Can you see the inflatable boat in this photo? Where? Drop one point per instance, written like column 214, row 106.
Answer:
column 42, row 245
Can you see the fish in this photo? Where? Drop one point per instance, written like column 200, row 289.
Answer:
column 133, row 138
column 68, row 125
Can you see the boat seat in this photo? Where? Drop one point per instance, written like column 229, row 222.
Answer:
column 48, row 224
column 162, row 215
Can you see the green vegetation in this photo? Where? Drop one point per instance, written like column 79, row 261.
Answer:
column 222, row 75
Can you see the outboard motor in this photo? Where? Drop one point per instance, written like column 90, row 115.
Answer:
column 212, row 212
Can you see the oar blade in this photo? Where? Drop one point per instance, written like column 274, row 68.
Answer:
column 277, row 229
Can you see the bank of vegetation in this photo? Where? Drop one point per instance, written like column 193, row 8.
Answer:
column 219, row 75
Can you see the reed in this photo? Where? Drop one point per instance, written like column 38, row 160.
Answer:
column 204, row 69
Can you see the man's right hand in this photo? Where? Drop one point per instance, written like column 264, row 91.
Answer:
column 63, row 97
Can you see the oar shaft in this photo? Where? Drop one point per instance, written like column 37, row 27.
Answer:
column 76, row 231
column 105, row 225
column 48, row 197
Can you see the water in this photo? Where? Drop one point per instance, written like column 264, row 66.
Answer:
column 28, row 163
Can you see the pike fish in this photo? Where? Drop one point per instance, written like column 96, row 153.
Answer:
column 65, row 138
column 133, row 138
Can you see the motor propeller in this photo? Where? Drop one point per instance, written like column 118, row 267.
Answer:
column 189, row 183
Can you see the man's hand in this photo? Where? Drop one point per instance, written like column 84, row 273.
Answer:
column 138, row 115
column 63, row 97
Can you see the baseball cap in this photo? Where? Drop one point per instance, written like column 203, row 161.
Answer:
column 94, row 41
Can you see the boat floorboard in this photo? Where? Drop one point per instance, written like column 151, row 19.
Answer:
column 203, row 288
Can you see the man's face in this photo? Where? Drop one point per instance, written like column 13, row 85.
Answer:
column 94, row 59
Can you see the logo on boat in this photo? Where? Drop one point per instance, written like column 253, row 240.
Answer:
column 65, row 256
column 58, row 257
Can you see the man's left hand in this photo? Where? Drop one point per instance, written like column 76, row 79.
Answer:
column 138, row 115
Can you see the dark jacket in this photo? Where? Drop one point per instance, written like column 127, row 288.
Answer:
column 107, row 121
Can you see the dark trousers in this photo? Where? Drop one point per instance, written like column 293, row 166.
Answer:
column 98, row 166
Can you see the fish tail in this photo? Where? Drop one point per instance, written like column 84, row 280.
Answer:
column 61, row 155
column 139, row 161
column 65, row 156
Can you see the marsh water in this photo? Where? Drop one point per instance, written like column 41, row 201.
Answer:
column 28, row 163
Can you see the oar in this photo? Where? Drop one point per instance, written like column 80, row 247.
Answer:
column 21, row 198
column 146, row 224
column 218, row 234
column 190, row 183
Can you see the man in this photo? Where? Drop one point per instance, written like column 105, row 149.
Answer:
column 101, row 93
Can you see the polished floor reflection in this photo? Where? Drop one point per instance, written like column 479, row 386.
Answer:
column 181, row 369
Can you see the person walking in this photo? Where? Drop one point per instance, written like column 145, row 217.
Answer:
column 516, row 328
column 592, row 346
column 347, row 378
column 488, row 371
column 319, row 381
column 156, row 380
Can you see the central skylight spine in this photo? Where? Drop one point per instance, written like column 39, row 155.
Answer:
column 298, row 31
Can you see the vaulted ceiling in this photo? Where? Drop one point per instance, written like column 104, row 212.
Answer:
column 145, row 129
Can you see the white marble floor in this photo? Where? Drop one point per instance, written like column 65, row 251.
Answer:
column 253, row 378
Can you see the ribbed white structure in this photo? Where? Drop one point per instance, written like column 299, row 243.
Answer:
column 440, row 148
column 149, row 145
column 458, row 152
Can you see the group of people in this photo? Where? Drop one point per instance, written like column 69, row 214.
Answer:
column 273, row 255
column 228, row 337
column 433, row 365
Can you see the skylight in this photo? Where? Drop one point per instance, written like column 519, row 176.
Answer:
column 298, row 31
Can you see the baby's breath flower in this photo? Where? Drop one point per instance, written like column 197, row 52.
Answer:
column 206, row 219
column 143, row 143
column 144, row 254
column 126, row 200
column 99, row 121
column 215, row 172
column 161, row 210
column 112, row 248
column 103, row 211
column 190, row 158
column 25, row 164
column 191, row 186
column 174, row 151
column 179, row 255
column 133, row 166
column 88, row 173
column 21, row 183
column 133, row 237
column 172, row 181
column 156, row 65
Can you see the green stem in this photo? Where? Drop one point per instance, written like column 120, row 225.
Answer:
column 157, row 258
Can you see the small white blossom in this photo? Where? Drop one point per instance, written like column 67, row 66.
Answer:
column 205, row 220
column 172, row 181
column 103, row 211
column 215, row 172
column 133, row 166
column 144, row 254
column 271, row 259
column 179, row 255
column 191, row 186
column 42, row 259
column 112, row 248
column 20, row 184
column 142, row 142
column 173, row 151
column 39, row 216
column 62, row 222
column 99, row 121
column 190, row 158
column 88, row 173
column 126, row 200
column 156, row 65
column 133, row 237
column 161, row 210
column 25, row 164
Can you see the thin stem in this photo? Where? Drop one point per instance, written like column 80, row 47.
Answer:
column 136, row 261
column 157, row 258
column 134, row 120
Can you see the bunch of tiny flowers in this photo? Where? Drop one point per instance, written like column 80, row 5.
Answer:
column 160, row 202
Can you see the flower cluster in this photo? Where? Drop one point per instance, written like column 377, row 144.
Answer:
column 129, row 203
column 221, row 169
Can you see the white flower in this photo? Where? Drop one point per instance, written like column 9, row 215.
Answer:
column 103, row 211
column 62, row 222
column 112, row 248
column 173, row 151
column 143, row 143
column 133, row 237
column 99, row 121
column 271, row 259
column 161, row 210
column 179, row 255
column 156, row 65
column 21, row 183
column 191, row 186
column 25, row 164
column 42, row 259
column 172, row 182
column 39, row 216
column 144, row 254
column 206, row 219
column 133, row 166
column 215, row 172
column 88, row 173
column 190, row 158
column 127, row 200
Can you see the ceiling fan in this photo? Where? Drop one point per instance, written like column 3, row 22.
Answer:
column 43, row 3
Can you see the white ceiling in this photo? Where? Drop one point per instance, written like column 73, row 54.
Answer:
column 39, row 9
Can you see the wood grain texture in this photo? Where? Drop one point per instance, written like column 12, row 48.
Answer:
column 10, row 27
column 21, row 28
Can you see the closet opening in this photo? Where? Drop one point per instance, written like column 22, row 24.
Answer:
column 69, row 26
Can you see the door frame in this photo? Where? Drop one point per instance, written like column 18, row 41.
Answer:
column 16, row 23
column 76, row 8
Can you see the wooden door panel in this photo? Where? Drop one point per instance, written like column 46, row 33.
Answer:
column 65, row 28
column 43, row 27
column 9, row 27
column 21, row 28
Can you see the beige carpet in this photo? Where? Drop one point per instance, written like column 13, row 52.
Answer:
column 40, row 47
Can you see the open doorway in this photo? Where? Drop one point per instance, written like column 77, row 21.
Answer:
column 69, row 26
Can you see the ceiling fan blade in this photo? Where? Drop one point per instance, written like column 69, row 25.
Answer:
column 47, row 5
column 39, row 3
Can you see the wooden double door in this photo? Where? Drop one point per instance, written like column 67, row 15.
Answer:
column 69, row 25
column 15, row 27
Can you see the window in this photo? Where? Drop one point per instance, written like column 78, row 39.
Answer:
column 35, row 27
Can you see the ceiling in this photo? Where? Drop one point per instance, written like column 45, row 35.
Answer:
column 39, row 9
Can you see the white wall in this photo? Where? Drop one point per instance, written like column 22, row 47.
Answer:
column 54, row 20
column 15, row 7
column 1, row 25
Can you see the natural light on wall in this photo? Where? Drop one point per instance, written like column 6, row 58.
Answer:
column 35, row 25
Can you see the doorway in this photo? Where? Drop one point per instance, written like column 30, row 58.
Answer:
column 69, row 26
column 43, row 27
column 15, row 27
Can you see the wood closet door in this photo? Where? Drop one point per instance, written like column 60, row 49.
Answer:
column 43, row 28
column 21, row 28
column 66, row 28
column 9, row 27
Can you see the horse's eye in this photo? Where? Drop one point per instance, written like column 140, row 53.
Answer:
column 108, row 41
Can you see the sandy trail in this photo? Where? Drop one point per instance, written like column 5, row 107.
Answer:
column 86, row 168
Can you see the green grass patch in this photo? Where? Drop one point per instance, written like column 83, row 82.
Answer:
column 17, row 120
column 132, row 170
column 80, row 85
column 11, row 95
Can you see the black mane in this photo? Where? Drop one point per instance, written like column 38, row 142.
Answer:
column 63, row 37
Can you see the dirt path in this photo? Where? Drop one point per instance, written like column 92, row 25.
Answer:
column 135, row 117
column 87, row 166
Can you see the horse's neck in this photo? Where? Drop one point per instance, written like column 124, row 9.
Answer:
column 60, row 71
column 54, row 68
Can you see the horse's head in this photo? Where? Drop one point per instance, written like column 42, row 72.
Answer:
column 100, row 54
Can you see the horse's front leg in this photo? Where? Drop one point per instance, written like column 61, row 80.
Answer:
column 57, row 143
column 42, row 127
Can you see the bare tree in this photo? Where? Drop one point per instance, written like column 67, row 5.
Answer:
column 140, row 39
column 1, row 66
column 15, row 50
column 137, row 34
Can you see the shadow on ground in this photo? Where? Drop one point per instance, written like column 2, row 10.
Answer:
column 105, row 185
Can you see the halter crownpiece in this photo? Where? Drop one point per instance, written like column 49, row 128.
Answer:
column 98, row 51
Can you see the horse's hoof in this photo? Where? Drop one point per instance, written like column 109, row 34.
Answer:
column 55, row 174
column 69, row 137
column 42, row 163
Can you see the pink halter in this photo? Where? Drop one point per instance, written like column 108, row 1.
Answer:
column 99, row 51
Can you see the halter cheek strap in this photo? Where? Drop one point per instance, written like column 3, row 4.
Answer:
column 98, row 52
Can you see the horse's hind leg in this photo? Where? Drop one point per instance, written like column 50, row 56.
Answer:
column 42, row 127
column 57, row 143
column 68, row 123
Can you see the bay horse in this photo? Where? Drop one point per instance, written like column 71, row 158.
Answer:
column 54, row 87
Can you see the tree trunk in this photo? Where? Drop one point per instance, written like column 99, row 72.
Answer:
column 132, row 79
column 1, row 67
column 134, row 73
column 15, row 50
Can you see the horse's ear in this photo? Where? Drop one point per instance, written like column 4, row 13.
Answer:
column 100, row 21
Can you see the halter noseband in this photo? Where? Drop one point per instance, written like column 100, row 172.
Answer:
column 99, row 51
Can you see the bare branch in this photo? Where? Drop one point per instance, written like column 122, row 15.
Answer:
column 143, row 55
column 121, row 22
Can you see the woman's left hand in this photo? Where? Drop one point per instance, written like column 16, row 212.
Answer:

---*---

_Required task_.
Swap "inflatable boat" for "rubber dinghy" in the records, from the start up to and including the line with "column 277, row 229", and give those lines with everything else unchanged.

_Problem solution_.
Can you see the rubber dinghy in this photo? Where? Drop one point per instance, written like column 214, row 106.
Answer:
column 42, row 245
Can you see the fish in this photo? Where? Drop one point per instance, written like column 200, row 289.
Answer:
column 133, row 138
column 68, row 125
Can you see the boat seat in this photo? Where? Drop one point per instance, written like column 229, row 222.
Answer:
column 48, row 224
column 162, row 215
Can you see the green vegetation in this photo? Where? Drop one point per instance, written like column 79, row 261.
Answer:
column 222, row 75
Can you see the outboard motor in this photo? Where? Drop one point per instance, written like column 90, row 115.
Answer:
column 212, row 212
Can you see the oar blade in this photo? Where? Drop one point per instance, written like column 274, row 68.
Answer:
column 277, row 229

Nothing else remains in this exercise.